Meditasyon
Sözcük anlamıyla birçok Batı dilinde "derin düşünme" anlamına gelen
terim, mistik anlamıyla, sözlüklerde, "kişinin iç huzuru, sükunet,
değişik şuur halleri elde etmesine ve öz varlığına ulaşmasına olanak
veren, zihnini denetleme tekniklerine ve deneyimlerine verilen ad"
olarak tanımlanır. Meditasyon tekniklerine, ait oldukları, Budizm
(Hindistan), Taoizm (Çin), Bön (Tibet) ve Zen (Japonya) gibi inanç
sistemlerine göre ve izledikleri yöntemlere göre değişik adlar
verilmiştir.
Başlıca iki çeşit meditasyon yöntemi vardır:
1- Konsantrasyon yöntemi: Dikkatin tek bir noktada toplanmasına
dayanır. Zihnin konsantre olduğu bu nokta, soyut bir düşünce,
bir 'mandala', bir "yantra" (geometrik biçim), bir "koan"
(yanıtı "evet" ya da "hayır" ile karşılanamayan bilmecemsi Zen
soruları), bir "mantra" (ses, sözcük, cümle veya şarkı halinde), bir
mum alevi, solunum kontrolü veya bir başka şey olabilir. Konsantre
olunan şey hangi düşünce ya da hangi konuysa, dış uyaranlardan
etkilenmemeyi becererek ve zihne girmeye çalışan konu harici
fikirleri geri göndererek o konu üzerinde derin ve ayrıntılı bir
biçimde ve zorlanmadan düşünmek söz konusudur. Fakat konuyla ilgili
bilinmesi gerekli noktalar varsa, bunların zihinde biçimlenmesine
izin verilir. Böylece tek konudan ilham alınarak yeni şeyler
öğrenilebilir. Düşünce kendi konusunun dışına kaçmak eğilimini
gösterir göstermez, müdahale edilerek, sükunetle, ilk konuya yeniden
dönülür. Esas olan, konuyla ilgili yeni sezgileri alabilmek, henüz
bilinmeyen hakikat ve kavramların zihin alanında yer bulabilmelerini
sağlamaktır.

▸ **Kayıtlı veriler**

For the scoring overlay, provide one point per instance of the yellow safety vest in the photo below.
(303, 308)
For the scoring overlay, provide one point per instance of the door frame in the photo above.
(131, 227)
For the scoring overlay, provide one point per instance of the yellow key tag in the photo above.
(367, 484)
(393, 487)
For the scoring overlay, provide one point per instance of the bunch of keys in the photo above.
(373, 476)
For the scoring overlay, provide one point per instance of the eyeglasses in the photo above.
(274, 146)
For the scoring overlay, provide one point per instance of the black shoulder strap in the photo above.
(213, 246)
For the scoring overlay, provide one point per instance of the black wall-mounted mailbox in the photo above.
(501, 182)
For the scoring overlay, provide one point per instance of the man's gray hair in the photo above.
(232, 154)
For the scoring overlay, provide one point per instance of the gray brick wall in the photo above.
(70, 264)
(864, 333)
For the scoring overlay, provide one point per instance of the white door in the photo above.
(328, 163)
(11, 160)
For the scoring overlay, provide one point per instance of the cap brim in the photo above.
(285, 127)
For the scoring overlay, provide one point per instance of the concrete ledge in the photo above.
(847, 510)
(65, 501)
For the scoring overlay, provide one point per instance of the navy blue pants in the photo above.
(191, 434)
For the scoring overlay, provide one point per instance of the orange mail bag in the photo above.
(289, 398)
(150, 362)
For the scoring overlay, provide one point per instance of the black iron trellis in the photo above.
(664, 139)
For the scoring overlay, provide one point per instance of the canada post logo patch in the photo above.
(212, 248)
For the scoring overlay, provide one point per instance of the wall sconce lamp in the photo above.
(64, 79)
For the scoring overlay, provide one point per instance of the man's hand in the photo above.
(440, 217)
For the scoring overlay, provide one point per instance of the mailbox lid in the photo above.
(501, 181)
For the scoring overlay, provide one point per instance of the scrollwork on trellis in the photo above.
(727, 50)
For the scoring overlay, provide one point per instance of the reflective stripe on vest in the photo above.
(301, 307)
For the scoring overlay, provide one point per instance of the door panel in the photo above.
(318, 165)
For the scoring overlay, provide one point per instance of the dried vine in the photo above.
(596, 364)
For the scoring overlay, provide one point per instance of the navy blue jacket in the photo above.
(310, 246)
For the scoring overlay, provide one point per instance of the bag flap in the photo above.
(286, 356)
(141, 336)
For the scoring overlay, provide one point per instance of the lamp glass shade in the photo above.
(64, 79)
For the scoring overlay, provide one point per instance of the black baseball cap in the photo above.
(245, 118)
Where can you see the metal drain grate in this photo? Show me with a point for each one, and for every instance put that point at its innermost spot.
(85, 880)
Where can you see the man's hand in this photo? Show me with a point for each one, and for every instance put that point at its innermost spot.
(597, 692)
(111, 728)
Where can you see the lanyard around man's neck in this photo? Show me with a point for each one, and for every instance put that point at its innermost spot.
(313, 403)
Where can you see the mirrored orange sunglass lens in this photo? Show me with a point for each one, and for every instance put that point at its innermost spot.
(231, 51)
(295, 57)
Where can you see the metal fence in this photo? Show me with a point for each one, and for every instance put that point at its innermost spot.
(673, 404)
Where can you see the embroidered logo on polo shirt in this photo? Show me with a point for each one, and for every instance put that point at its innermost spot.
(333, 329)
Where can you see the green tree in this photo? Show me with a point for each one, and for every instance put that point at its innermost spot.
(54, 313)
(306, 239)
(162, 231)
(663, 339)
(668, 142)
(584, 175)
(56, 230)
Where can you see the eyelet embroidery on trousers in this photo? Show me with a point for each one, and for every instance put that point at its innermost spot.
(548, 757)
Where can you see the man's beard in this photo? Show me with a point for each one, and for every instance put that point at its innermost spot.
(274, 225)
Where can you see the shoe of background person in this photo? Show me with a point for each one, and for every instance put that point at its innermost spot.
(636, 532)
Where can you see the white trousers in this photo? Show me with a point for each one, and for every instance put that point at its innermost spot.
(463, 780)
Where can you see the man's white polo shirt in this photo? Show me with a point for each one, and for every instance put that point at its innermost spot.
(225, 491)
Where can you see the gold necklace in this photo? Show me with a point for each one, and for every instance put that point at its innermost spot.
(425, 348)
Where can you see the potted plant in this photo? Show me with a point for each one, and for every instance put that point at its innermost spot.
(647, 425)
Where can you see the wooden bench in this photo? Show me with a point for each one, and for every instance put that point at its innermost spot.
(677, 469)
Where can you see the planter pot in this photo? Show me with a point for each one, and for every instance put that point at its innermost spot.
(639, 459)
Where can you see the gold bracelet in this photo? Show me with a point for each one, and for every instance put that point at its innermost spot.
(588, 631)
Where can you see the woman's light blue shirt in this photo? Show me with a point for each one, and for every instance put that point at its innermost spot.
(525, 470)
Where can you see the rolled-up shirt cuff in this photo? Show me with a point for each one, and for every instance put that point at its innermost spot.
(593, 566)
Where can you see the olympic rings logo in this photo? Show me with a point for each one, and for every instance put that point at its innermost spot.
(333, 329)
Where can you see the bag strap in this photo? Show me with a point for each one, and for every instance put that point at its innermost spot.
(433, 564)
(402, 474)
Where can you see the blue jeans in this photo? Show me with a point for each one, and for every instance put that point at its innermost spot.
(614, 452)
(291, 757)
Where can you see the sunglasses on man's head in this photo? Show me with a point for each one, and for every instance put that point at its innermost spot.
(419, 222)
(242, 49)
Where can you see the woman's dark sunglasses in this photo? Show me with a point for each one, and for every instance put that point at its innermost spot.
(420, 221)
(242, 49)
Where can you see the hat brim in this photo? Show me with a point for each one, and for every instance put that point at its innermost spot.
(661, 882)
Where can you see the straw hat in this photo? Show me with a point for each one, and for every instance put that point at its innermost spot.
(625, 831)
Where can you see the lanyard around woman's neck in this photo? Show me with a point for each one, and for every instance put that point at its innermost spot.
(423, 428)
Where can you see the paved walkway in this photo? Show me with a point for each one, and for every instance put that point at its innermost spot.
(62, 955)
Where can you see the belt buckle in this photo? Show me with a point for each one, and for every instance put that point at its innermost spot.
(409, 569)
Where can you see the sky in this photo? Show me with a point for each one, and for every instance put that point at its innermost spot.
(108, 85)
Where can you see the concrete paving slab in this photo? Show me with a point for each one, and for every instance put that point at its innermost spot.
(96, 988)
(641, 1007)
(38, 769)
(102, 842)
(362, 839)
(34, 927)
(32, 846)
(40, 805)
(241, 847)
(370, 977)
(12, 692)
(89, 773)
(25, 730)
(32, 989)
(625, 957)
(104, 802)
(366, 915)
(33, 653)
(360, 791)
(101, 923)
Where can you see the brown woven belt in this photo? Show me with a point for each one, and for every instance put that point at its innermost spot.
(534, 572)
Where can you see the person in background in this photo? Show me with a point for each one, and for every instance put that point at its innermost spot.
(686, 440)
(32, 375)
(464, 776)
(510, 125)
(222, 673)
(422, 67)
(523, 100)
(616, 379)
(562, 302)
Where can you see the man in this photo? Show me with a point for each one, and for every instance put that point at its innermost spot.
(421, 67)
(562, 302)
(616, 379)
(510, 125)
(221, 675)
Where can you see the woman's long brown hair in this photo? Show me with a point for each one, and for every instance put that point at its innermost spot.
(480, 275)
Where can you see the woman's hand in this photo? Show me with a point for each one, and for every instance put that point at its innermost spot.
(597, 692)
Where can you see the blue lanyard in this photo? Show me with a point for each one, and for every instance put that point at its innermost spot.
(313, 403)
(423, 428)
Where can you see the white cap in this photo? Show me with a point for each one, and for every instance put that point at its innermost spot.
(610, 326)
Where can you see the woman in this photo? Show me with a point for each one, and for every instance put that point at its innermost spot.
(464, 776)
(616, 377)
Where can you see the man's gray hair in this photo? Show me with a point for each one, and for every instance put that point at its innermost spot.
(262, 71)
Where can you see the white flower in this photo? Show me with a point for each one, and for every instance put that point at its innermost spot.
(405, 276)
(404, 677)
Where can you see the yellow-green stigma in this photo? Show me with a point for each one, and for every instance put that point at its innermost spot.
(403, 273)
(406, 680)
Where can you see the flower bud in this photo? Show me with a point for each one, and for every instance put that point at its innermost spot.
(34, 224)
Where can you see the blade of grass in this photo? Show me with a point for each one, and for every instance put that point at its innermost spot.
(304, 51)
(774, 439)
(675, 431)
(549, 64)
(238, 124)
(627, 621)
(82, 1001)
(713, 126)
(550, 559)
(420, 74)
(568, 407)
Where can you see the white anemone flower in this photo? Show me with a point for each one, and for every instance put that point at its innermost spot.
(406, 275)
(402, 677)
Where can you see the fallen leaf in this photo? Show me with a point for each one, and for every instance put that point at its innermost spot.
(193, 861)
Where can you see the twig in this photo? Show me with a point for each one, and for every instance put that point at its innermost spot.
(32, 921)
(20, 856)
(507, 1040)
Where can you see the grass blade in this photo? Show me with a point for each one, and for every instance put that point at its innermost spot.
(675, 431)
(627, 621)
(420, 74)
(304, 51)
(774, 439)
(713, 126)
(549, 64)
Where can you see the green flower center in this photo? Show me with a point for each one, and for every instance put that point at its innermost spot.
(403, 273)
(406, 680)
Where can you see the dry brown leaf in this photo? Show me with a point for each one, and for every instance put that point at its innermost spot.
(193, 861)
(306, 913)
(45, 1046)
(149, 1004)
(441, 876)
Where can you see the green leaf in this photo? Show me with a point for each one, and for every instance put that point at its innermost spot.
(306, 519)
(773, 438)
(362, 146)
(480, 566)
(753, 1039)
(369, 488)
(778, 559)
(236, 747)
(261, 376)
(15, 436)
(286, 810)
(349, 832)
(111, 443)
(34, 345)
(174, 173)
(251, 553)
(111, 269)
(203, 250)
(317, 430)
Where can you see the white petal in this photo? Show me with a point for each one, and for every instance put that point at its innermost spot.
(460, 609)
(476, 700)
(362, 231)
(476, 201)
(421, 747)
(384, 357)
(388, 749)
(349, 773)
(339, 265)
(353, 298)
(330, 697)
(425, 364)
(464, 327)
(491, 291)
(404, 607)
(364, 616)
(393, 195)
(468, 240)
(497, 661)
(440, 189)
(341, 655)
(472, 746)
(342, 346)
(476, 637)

▸ **Görev A**
Meditasyon metninde meditasyon tekniklerinin ait olduğu inanç sistemlerini, her birinin yanında parantez içinde verilen ülkeyle birlikte sırala.
▸ **Görev B**
Meditasyon metnine göre konsantrasyon yöntemi neye dayanır?

▸ **Alıştırma çıktısı A**
Budizm (Hindistan)
Taoizm (Çin)
Bön (Tibet)
Zen (Japonya)

▸ **Alıştırma çıktısı B**
Dikkatin tek bir noktada toplanmasına dayanır.